◆ **Job**
Find each line in the data below that contains the string "surface", and copy every such line in full.

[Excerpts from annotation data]

::::

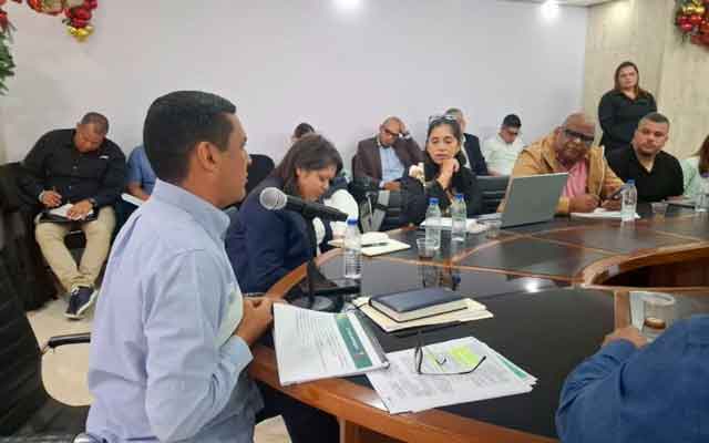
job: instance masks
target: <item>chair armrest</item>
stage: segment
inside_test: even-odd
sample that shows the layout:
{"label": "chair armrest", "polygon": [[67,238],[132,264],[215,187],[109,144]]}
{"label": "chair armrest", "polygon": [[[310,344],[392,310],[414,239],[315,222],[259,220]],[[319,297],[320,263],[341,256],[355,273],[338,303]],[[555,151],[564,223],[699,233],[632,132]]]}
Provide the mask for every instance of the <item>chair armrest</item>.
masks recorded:
{"label": "chair armrest", "polygon": [[54,336],[54,337],[51,337],[47,341],[47,344],[42,347],[42,353],[47,352],[49,349],[56,349],[60,346],[64,346],[64,344],[78,344],[78,343],[89,343],[89,342],[91,342],[91,332]]}

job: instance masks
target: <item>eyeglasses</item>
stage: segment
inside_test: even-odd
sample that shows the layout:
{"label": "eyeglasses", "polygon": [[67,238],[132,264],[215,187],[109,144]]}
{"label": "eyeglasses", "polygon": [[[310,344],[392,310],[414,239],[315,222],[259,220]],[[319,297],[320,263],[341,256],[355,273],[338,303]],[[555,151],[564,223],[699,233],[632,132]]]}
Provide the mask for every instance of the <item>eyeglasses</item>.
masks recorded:
{"label": "eyeglasses", "polygon": [[392,137],[398,137],[399,135],[401,135],[401,134],[395,133],[395,132],[393,132],[393,131],[389,131],[389,130],[388,130],[388,128],[386,128],[386,127],[382,127],[382,131],[383,131],[384,133],[387,133],[387,134],[391,135]]}
{"label": "eyeglasses", "polygon": [[[475,370],[480,368],[480,365],[483,364],[483,361],[485,361],[485,359],[487,358],[486,356],[483,356],[477,361],[466,362],[464,360],[466,360],[465,357],[467,356],[463,356],[463,358],[461,359],[463,360],[463,369],[460,369],[461,362],[449,361],[445,356],[436,356],[428,347],[425,347],[423,344],[421,331],[417,333],[417,347],[413,349],[413,370],[420,375],[465,375],[475,372]],[[425,367],[433,367],[435,368],[434,371],[427,370],[424,368],[424,357],[427,359]],[[465,363],[469,363],[469,365],[465,367]]]}
{"label": "eyeglasses", "polygon": [[579,140],[586,146],[590,146],[590,144],[594,143],[595,140],[593,135],[582,134],[567,127],[564,128],[564,134],[572,140]]}
{"label": "eyeglasses", "polygon": [[455,116],[451,114],[436,114],[436,115],[431,115],[429,117],[429,126],[431,126],[433,123],[438,123],[441,121],[458,123],[458,119],[455,119]]}

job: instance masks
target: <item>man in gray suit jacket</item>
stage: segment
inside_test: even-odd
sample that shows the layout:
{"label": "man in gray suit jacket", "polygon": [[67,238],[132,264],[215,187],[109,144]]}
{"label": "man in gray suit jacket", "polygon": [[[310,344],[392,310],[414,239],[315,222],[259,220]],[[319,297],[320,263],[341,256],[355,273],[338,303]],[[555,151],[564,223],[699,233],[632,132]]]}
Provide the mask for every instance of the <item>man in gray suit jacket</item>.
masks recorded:
{"label": "man in gray suit jacket", "polygon": [[411,138],[399,117],[388,117],[379,126],[379,134],[357,145],[352,162],[354,178],[367,178],[380,189],[399,190],[400,178],[411,165],[423,162],[423,153]]}

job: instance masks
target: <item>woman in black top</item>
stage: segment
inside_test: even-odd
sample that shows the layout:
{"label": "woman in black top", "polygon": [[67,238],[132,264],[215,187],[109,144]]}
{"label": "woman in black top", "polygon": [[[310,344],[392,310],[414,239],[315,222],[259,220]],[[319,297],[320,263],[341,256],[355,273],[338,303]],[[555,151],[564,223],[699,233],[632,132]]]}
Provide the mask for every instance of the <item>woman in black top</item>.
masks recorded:
{"label": "woman in black top", "polygon": [[638,66],[623,62],[616,69],[615,87],[604,94],[598,105],[598,122],[603,128],[600,145],[606,154],[630,146],[640,119],[657,111],[655,97],[640,87]]}
{"label": "woman in black top", "polygon": [[462,137],[461,127],[454,117],[443,115],[429,121],[423,183],[411,176],[402,181],[404,213],[409,223],[418,225],[423,222],[431,197],[439,199],[443,216],[450,216],[449,208],[458,193],[465,198],[469,217],[481,213],[483,205],[477,178],[474,172],[463,167],[465,157],[461,153]]}

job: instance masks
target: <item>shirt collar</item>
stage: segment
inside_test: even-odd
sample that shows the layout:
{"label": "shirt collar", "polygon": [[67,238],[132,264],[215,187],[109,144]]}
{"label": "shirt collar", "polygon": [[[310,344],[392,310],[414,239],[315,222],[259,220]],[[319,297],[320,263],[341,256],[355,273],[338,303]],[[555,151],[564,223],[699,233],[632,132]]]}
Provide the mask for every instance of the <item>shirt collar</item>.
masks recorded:
{"label": "shirt collar", "polygon": [[209,202],[160,178],[155,181],[155,188],[151,195],[151,199],[153,198],[185,210],[215,240],[224,240],[226,229],[229,227],[229,217]]}

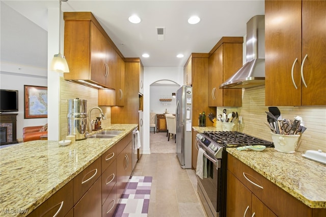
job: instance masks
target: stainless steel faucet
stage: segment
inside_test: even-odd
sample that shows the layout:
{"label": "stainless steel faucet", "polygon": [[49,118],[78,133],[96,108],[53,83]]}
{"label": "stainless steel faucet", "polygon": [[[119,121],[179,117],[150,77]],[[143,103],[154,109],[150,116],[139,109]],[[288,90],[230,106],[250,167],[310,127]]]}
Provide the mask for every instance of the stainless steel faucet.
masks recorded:
{"label": "stainless steel faucet", "polygon": [[95,106],[93,107],[90,110],[90,111],[88,112],[88,132],[90,133],[93,131],[93,126],[92,125],[92,121],[91,121],[91,112],[94,108],[97,108],[101,112],[100,113],[100,115],[101,116],[101,118],[102,118],[102,120],[105,120],[106,118],[105,116],[104,115],[103,111],[101,109],[100,107]]}

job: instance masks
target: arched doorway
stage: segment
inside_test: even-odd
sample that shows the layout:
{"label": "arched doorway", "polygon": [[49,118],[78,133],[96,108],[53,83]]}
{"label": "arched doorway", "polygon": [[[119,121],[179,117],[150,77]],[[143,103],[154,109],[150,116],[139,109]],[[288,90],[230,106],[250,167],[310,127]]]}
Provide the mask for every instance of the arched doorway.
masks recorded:
{"label": "arched doorway", "polygon": [[[175,94],[180,85],[170,80],[159,80],[150,85],[150,113],[163,115],[166,113],[175,113]],[[175,95],[174,95],[175,96]],[[156,121],[156,126],[157,123]],[[156,128],[155,128],[155,130]],[[156,130],[153,128],[150,131],[150,149],[151,153],[175,153],[174,140],[168,141],[166,131]]]}

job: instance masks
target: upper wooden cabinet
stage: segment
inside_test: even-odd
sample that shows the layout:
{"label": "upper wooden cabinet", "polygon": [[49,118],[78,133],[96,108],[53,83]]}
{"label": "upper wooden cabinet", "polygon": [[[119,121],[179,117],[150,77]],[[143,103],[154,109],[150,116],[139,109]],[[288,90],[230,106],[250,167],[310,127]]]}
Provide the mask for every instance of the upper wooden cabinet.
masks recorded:
{"label": "upper wooden cabinet", "polygon": [[326,104],[326,1],[266,1],[266,105]]}
{"label": "upper wooden cabinet", "polygon": [[91,12],[65,12],[64,19],[64,55],[70,71],[65,79],[115,89],[117,57],[122,55],[97,20]]}
{"label": "upper wooden cabinet", "polygon": [[125,58],[124,106],[111,107],[111,123],[138,124],[139,93],[144,67],[139,58]]}
{"label": "upper wooden cabinet", "polygon": [[240,106],[241,89],[220,89],[242,65],[243,37],[223,37],[209,52],[208,106]]}
{"label": "upper wooden cabinet", "polygon": [[[206,114],[216,114],[216,108],[208,107],[208,53],[192,53],[183,67],[184,73],[190,70],[192,80],[192,126],[198,126],[199,113],[203,111]],[[212,126],[213,122],[207,116],[206,118],[206,126]]]}

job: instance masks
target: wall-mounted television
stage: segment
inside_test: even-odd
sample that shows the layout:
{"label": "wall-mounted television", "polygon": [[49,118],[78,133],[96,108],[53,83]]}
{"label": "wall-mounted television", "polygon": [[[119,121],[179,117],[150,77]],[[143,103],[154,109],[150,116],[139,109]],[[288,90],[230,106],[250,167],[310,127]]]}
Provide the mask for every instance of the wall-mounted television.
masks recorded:
{"label": "wall-mounted television", "polygon": [[0,112],[18,111],[18,91],[0,90]]}

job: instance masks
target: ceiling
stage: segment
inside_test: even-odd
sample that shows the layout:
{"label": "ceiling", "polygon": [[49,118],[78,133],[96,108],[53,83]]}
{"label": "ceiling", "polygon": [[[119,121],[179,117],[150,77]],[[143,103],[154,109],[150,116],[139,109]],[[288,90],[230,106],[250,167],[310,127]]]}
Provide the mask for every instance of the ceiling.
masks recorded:
{"label": "ceiling", "polygon": [[[58,8],[59,1],[1,2],[2,61],[20,58],[46,68],[47,9]],[[264,14],[263,1],[69,0],[62,8],[92,12],[123,55],[140,57],[145,67],[183,66],[192,52],[209,52],[222,37],[244,36],[247,22]],[[128,20],[135,14],[140,23]],[[194,15],[200,21],[188,24]],[[165,28],[164,41],[157,40],[157,27]],[[142,57],[145,52],[150,57]],[[179,53],[184,57],[177,58]]]}

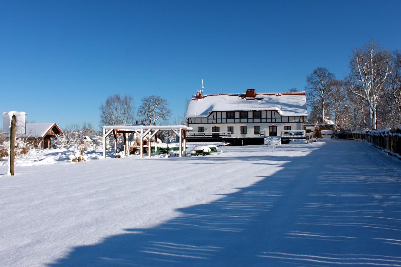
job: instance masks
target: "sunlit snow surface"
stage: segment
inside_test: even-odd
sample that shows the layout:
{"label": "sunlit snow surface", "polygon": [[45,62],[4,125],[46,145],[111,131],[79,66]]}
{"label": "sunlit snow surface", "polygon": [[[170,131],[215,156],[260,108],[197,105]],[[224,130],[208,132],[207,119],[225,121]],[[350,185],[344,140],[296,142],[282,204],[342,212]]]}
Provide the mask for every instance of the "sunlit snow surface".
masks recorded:
{"label": "sunlit snow surface", "polygon": [[399,161],[274,145],[0,166],[0,265],[401,265]]}

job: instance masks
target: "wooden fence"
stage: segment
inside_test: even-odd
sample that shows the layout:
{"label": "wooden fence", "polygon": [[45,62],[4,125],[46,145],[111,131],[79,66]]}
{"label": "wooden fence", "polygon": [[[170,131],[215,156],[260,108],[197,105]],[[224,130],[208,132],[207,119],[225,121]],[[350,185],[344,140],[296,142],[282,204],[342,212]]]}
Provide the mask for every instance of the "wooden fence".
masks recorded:
{"label": "wooden fence", "polygon": [[401,159],[401,126],[391,130],[340,132],[337,136],[340,139],[367,142]]}

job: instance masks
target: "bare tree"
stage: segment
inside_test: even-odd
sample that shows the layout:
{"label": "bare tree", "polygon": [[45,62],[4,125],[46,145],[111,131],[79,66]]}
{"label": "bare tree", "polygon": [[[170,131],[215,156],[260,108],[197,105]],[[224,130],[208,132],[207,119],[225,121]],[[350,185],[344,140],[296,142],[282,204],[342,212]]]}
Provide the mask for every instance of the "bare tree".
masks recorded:
{"label": "bare tree", "polygon": [[81,129],[82,134],[84,136],[89,136],[95,134],[95,129],[92,124],[89,122],[85,122],[82,124]]}
{"label": "bare tree", "polygon": [[99,126],[119,125],[133,123],[135,119],[134,98],[131,95],[115,94],[107,98],[100,106]]}
{"label": "bare tree", "polygon": [[401,52],[395,51],[393,58],[391,73],[389,76],[385,92],[387,126],[396,128],[401,125]]}
{"label": "bare tree", "polygon": [[323,124],[326,112],[332,108],[332,82],[335,78],[333,74],[321,67],[318,68],[306,77],[307,104],[319,112]]}
{"label": "bare tree", "polygon": [[156,125],[159,119],[167,120],[171,115],[171,110],[166,99],[157,96],[146,96],[138,109],[138,116],[151,125]]}
{"label": "bare tree", "polygon": [[370,120],[370,128],[377,128],[377,107],[390,74],[390,53],[373,39],[362,48],[355,48],[350,62],[351,80],[356,85],[352,92],[365,100]]}

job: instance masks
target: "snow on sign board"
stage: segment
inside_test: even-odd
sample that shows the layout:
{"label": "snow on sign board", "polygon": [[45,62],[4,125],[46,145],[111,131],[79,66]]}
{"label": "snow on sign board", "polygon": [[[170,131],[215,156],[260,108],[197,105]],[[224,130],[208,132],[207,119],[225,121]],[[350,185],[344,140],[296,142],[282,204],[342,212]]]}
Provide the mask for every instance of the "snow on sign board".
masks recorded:
{"label": "snow on sign board", "polygon": [[3,116],[3,133],[10,133],[11,119],[15,115],[15,130],[17,135],[24,135],[26,129],[26,113],[23,111],[8,111],[2,113]]}

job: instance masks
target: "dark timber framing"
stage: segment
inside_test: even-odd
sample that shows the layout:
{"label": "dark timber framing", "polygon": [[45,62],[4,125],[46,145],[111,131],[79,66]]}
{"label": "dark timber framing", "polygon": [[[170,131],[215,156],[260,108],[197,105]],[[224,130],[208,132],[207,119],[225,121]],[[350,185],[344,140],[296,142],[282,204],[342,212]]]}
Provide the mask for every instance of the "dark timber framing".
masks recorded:
{"label": "dark timber framing", "polygon": [[[253,111],[260,111],[261,118],[249,117],[249,114],[253,114]],[[274,123],[275,122],[303,122],[302,116],[281,116],[275,110],[252,110],[248,112],[248,118],[240,118],[241,112],[243,110],[234,111],[233,118],[226,118],[226,111],[215,111],[211,112],[207,117],[188,118],[188,122],[191,124],[202,124],[205,123]],[[224,114],[224,118],[223,114]]]}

::::

◆ **The result**
target: "sunlit snow surface"
{"label": "sunlit snow surface", "polygon": [[45,62],[4,125],[46,145],[111,131],[79,66]]}
{"label": "sunlit snow surface", "polygon": [[[170,131],[215,156],[260,108],[197,105]],[[224,130],[208,132],[207,119],[225,121]],[[350,185],[344,140],[296,142],[282,204],[342,212]]]}
Provide the mask for every instance of the "sunlit snow surface".
{"label": "sunlit snow surface", "polygon": [[399,161],[274,145],[0,166],[0,265],[401,265]]}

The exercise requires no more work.